Given task A - Rewrite the records starting at the beginning and ending at the line containing "79L255 10L253 0L0", changing "haze over city" to "smog over city" and keeping everything else the same. Leave the pictures out of your answer.

Quoted text -
Turn a column into index.

df.set_index('columnName')

NOTE : you can create multi-indexes i.e. use > 1 column e.g. month, year etc

df.set_index(['columnName1','columnName2'])

If for some reason, the multi-index order is switched from what you want, you can swap em

df.swaplevel()

Reset index

df.reset_index()

Modify the DataFrame in place (do not create a new object)

df.reset_index(inplace=True)

Sometimes reset_index inserts index as dataframe columns. The following command resets the index to the default integer index.

df.reset_index(drop=True)

Iterate over rows


for index, row in df.iterrows():
    print(row['column1'], row['column2'])

Column operations

List datatype of each column of df

df.dtypes

Change data types (e.g. below is to change it to float)

df['ColumnName'] = df.ColumnName.astype(float)

Get column names

df.columns

To get names as list

list(df)

Subset columns by index

df.iloc[rowid,columnid] # specific row and column
df.iloc[:,columnid] # all rows of specific colum
df.iloc[:,startcolumnid:endcolumnid] # all rows, all columns starting with startcolumnid and end with endcolumnid
df.iloc[:,startcolumnid:] # all rows, all columns starting with startcolumnid

import numpy as np
df.iloc[:,np.r_[1:5,6,8,10:15]] # selecting/slicing multiple range of columns

Subset or select column names matching regex or pattern

colList = list(df)

# e.g. to select column names ending in _taxid
selected_names = [e for e in colList if e.endswith('_taxid')]

#or 
import re
selected_names = [e for e in colList if re.match(".*taxid$",e)]

Add new column

From list

df['column1'] = listName

From series
se = pd.Series(mylist)
df['new_col'] = se.values
Using subscript (grabbed with regex) from another column

df['NewColumnName'] = df['ColumnToGrepFrom'].str.extract(r'Name=(\w+)')

Conditional column operations

Create new column based on value (string or digit)

df['elderly'] = np.where(df['age']>=50, 'yes', 'no')

df['New Column'] = np.where(df.columnA.str.match(regex), "this", "that")

Create a new column, where value is equal to another column (which could change) or a common text based on condition

df['NewCol'] = np.where(df['ColToCheck'] <= 10, 'Other',df['UseThisColVal'])

df['New Column'] = np.where(df.columnA.str.match(regex), df.columnB, df.columnC)

Update value in another column based on value

df.loc[df['ColumnToCheck'] == 0, 'ColumnToUpdate'] = 'DesiredValue'

Column conversions

Date time format df['columnname'] = pd.to_datetime(df['columnname'])

If there are str or Nan characters in your column, the above command with error out. Use the following to convert em to NaT and proceed, unless you want to remove those rows altogether and repeat the command above

df['columnname'] = pd.to_datetime(df['columnname'], errors='coerce')

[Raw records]
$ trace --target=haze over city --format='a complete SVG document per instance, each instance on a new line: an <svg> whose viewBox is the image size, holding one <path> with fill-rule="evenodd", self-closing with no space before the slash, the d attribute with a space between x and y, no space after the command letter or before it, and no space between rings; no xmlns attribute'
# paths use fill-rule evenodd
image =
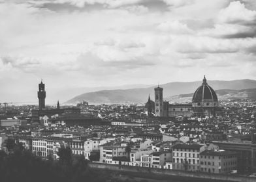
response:
<svg viewBox="0 0 256 182"><path fill-rule="evenodd" d="M255 79L255 10L253 0L0 1L0 101L36 101L41 79L54 98L204 74Z"/></svg>

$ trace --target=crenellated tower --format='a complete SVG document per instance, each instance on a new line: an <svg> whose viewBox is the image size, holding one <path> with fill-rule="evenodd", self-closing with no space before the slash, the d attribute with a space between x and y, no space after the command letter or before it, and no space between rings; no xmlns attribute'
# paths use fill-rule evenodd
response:
<svg viewBox="0 0 256 182"><path fill-rule="evenodd" d="M155 88L155 116L163 116L163 88L158 86Z"/></svg>
<svg viewBox="0 0 256 182"><path fill-rule="evenodd" d="M39 84L39 90L37 92L37 98L39 98L39 110L45 108L45 98L46 97L46 92L44 90L44 83L41 83Z"/></svg>

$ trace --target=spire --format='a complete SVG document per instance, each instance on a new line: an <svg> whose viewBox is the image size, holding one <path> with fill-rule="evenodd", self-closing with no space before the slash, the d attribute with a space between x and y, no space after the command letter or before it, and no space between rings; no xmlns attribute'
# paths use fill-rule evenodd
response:
<svg viewBox="0 0 256 182"><path fill-rule="evenodd" d="M202 80L202 84L207 84L206 79L205 78L205 75L204 75L204 79Z"/></svg>
<svg viewBox="0 0 256 182"><path fill-rule="evenodd" d="M57 109L59 109L59 100L57 102Z"/></svg>

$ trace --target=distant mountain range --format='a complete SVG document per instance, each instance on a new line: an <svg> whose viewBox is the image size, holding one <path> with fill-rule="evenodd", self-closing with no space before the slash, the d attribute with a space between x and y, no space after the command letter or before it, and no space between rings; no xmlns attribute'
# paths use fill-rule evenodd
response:
<svg viewBox="0 0 256 182"><path fill-rule="evenodd" d="M256 81L250 79L234 81L207 81L219 96L219 99L230 98L256 99ZM170 102L182 102L191 98L202 81L172 82L160 85L163 88L163 97ZM144 103L148 94L154 99L154 88L104 90L87 92L67 101L66 104L76 104L83 100L89 103ZM251 89L255 88L255 89ZM191 93L188 94L187 93Z"/></svg>
<svg viewBox="0 0 256 182"><path fill-rule="evenodd" d="M248 99L256 100L256 88L243 90L221 89L216 90L219 101ZM170 103L185 103L191 101L194 93L180 94L167 98Z"/></svg>

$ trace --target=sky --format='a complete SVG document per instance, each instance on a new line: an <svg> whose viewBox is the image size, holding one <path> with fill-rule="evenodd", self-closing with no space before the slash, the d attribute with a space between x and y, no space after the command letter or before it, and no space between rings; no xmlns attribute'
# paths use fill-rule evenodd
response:
<svg viewBox="0 0 256 182"><path fill-rule="evenodd" d="M52 99L204 74L255 79L255 0L0 0L0 102L37 100L41 79Z"/></svg>

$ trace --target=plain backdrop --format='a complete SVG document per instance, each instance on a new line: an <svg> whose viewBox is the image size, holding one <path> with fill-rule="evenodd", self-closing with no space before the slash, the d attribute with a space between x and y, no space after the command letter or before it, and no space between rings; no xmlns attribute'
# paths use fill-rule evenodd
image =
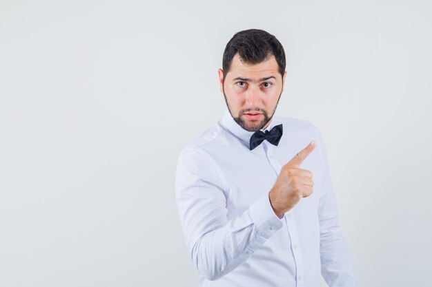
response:
<svg viewBox="0 0 432 287"><path fill-rule="evenodd" d="M361 286L432 286L431 9L0 0L0 286L197 286L175 165L248 28L285 47L277 114L323 134Z"/></svg>

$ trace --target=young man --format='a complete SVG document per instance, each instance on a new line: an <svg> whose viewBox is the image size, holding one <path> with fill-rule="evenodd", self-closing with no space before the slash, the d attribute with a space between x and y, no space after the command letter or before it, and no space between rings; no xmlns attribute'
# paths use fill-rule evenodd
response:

Given task B - Summarize the DataFrame notes in two sentences.

Full answer A -
$ trace --target=smog over city --format='a complete SVG document per instance, each instance on a new line: an <svg> whose viewBox is the image size, holding one <path> with fill-rule="evenodd", self-closing with no space before the slash, the d attribute with a space between x and y, no space after the command letter or before it, and no space between rings; no xmlns attribute'
# paths use fill-rule evenodd
image =
response:
<svg viewBox="0 0 256 182"><path fill-rule="evenodd" d="M255 79L255 10L253 0L0 1L0 101L36 101L41 79L54 98L204 74Z"/></svg>

Full answer B - The DataFrame notes explain how to set a DataFrame's index from one or more columns, swap index levels, and reset the index, including in place and with drop=True to return to the default integer index, and how to iterate over rows. They also cover column work such as listing and changing data types, getting column names, subsetting columns by position or name pattern, adding and conditionally creating or updating columns, and converting columns to datetime, with errors='coerce' turning unconvertible values into NaT.